- _Instruction_:
Your task is to repeat, word for word, the line containing "pin: the phacelia" and all lines that follow it to the end of the material, and no other lines.

- _Data lines_:

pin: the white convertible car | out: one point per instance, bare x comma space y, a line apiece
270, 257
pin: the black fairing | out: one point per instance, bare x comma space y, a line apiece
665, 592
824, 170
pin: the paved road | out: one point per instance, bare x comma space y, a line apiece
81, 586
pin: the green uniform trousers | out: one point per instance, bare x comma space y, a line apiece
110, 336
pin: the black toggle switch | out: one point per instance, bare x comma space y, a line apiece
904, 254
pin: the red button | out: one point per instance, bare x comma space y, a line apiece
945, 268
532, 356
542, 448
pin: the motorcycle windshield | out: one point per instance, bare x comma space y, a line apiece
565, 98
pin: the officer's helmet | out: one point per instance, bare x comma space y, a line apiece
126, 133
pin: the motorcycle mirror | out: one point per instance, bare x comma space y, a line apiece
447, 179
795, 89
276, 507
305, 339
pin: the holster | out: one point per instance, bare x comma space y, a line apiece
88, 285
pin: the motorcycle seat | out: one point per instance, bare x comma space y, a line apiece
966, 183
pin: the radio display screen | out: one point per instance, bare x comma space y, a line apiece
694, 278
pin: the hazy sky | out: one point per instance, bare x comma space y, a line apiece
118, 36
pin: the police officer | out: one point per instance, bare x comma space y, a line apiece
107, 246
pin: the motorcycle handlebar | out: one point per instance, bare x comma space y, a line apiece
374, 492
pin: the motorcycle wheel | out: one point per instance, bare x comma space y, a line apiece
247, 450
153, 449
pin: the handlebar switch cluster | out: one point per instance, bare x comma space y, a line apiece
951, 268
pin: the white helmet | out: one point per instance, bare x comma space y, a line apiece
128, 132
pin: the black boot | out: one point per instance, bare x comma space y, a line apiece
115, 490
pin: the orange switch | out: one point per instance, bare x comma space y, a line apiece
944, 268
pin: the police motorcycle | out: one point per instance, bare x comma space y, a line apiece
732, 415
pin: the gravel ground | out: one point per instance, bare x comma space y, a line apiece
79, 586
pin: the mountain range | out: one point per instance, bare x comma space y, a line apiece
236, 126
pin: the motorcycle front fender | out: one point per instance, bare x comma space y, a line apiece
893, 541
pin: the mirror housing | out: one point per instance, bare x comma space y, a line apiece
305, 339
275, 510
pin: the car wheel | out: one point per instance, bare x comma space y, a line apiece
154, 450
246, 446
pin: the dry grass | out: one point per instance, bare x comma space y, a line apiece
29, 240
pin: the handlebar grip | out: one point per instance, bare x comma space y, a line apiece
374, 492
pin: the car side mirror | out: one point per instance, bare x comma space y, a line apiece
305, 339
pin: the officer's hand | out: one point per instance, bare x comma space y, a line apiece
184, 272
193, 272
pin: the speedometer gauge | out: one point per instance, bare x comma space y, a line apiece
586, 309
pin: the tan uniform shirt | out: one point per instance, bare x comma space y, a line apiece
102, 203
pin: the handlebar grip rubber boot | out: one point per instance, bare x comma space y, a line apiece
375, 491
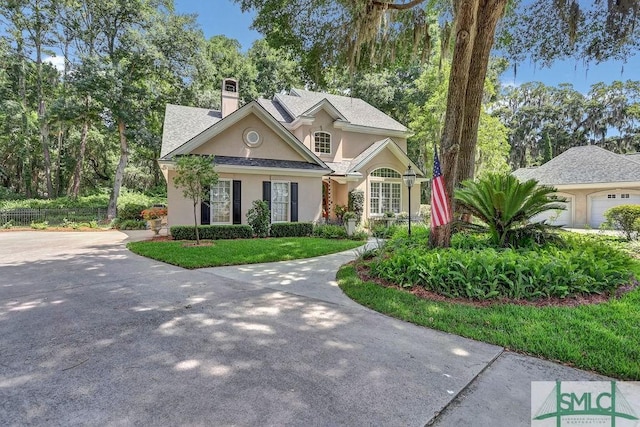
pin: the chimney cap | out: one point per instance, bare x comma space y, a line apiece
230, 85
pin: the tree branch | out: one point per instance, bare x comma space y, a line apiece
395, 6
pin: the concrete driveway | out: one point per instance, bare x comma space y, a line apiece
91, 334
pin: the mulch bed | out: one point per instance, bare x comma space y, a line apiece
364, 274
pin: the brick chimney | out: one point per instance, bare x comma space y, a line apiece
230, 97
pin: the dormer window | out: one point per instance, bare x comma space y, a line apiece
322, 142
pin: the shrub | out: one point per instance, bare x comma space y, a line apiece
131, 211
356, 204
384, 232
291, 229
211, 232
625, 218
330, 231
130, 224
506, 206
259, 218
349, 215
155, 212
585, 265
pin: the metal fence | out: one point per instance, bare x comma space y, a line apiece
24, 217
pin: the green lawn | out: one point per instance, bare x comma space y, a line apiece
241, 251
602, 337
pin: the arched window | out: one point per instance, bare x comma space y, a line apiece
385, 187
385, 173
322, 142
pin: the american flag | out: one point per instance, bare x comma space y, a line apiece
440, 212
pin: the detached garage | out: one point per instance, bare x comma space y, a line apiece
592, 180
559, 217
598, 204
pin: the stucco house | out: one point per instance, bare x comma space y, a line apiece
302, 152
592, 180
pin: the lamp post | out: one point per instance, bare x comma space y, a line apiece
409, 179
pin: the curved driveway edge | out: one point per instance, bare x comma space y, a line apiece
93, 334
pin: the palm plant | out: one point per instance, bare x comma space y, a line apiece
506, 207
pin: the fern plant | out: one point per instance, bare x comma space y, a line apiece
506, 207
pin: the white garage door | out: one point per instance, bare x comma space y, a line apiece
600, 204
556, 217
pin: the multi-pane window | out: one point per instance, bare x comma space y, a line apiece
221, 202
384, 194
385, 173
280, 201
322, 143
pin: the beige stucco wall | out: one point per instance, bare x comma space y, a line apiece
230, 142
309, 197
581, 199
386, 159
345, 145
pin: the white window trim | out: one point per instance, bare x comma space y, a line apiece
288, 209
373, 179
230, 181
330, 143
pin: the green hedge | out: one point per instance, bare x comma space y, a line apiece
212, 232
625, 218
584, 266
291, 229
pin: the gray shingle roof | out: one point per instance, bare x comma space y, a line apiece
275, 109
355, 110
584, 165
634, 156
182, 123
266, 163
349, 166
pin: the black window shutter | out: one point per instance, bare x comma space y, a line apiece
205, 214
266, 192
294, 202
237, 197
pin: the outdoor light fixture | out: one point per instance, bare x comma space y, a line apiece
409, 179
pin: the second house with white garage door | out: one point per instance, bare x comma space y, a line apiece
592, 180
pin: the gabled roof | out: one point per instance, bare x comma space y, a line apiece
354, 111
584, 165
353, 167
183, 123
175, 144
633, 156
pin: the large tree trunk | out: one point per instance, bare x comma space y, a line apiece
74, 191
489, 12
44, 127
122, 164
466, 11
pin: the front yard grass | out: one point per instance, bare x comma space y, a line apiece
603, 337
240, 251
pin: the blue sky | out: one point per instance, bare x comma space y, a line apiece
227, 18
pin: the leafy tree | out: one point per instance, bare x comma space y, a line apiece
365, 33
506, 207
222, 58
195, 175
276, 69
545, 121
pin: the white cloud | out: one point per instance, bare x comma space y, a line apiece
56, 61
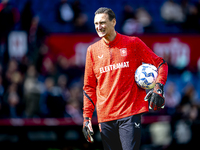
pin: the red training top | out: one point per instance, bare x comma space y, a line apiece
109, 82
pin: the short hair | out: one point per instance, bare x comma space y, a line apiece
105, 10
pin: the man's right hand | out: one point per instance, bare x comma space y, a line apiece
87, 129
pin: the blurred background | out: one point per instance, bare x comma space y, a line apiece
43, 46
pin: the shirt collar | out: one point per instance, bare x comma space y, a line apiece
114, 42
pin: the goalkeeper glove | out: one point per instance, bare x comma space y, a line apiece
87, 129
156, 96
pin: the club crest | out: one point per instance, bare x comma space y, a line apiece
123, 51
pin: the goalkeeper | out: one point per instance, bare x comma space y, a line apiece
110, 87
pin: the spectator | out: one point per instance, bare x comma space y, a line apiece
26, 16
65, 12
31, 92
144, 18
171, 12
173, 98
191, 23
130, 24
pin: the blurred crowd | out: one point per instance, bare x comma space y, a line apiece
34, 85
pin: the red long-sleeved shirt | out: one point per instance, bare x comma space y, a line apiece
109, 82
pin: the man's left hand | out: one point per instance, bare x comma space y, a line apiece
156, 96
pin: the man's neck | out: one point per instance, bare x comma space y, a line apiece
110, 38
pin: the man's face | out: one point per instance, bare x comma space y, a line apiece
103, 25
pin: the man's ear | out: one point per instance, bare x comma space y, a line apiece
114, 22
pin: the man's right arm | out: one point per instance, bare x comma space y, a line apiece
89, 88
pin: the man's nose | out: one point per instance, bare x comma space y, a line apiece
99, 26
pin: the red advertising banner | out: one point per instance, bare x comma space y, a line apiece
179, 50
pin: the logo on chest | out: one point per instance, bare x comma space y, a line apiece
123, 51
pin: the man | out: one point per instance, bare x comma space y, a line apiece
109, 85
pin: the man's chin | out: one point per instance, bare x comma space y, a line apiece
101, 35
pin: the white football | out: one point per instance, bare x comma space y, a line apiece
145, 76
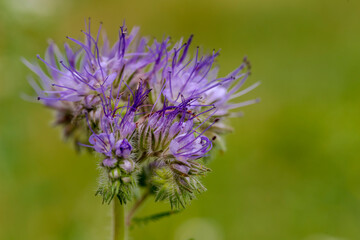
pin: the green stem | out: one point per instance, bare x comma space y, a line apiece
136, 207
120, 230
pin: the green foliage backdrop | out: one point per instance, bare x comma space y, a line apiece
291, 171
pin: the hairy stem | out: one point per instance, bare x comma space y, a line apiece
136, 206
120, 229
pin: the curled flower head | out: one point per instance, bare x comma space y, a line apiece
151, 110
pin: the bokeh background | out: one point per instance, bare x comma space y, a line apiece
292, 167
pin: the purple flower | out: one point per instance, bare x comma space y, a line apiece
110, 162
149, 109
102, 143
123, 148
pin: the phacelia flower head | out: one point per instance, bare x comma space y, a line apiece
150, 110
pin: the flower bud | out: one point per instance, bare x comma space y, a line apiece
128, 166
123, 148
109, 162
115, 173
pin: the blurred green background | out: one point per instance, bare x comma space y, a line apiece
292, 168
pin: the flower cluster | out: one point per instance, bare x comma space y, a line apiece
150, 109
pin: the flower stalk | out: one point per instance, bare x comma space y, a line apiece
120, 229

- _Finished exercise_:
pin: the phacelia flower head | out: one point per instance, bare x comma space y, a line apiece
150, 110
pin: the flower bud | out: one point per instance, bare x comma space y, a line apiece
128, 166
123, 148
109, 162
115, 173
pin: the blurred green background | out: one point per instance, bare x comma space y, a line apiece
292, 168
pin: the flower cluster | out: one point per instance, bare x comma space y, a line apiece
150, 109
pin: the flower stalk | out: one point per instance, bare x comma space y, a line apiece
120, 229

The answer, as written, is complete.